What is needed> Check each line of the entries for "component" and report the ones that have it.

Recorded data:
********

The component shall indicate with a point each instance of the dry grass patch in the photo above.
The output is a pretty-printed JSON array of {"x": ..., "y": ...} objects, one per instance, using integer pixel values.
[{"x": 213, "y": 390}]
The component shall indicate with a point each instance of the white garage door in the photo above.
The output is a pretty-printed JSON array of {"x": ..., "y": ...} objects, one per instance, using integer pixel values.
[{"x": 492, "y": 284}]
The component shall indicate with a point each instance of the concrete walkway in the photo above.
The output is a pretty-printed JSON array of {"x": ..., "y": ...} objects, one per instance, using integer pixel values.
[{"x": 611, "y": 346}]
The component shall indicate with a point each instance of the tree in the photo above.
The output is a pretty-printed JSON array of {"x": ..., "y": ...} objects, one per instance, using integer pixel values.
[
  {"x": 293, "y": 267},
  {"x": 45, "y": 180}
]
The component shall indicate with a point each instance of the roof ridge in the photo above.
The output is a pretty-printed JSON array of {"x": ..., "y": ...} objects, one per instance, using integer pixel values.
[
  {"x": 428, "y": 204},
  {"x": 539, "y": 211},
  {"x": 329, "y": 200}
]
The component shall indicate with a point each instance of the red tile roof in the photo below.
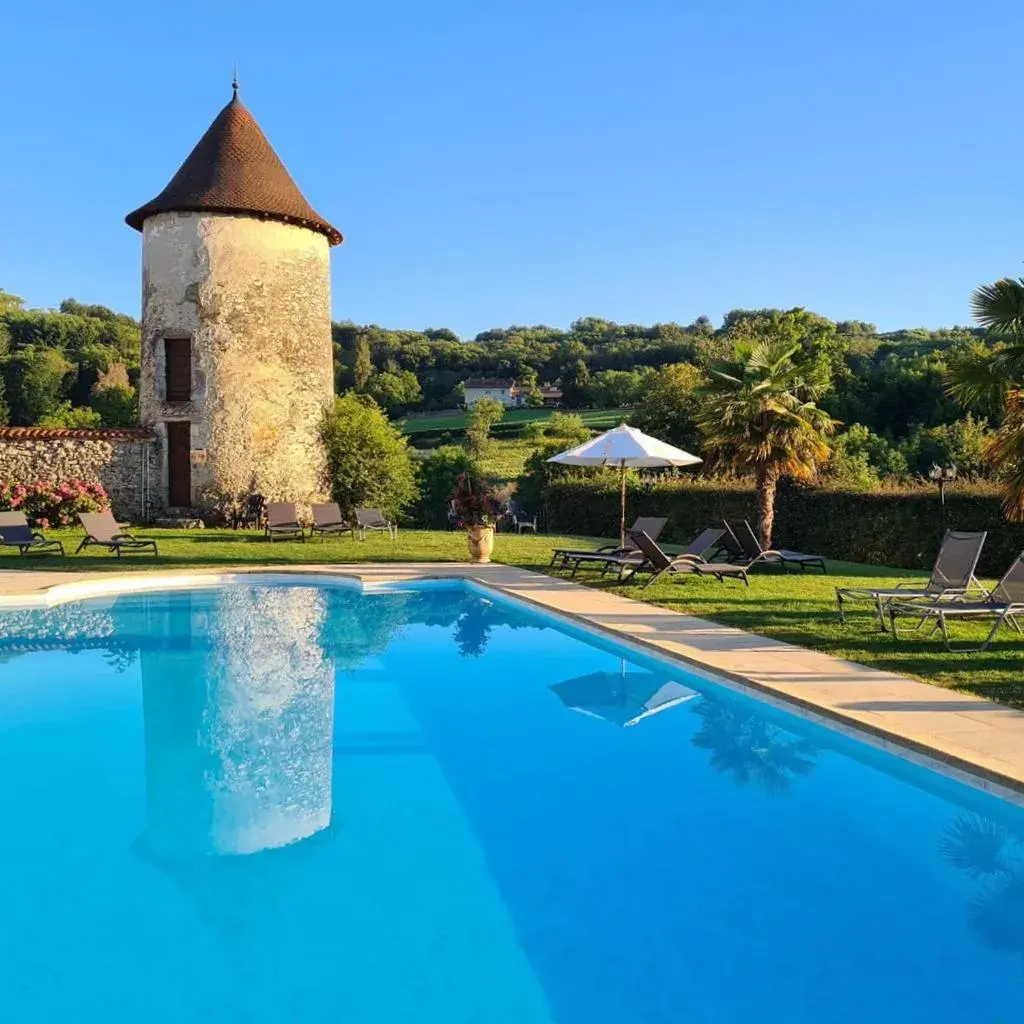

********

Output of the task>
The component shall indicate with a point each instance of the dry grass patch in the photo above.
The component shall indicate with a point each instance of the white garage door in the photo above.
The component shall indicate with a point each instance of the concrete walkway in the photo above.
The component shall indicate with a point each instance of the tree in the photo above.
The component shall indicate with a point each instance of the roof ridge in the photo above.
The component shall indicate with a point each instance of the red tile roof in the photo below.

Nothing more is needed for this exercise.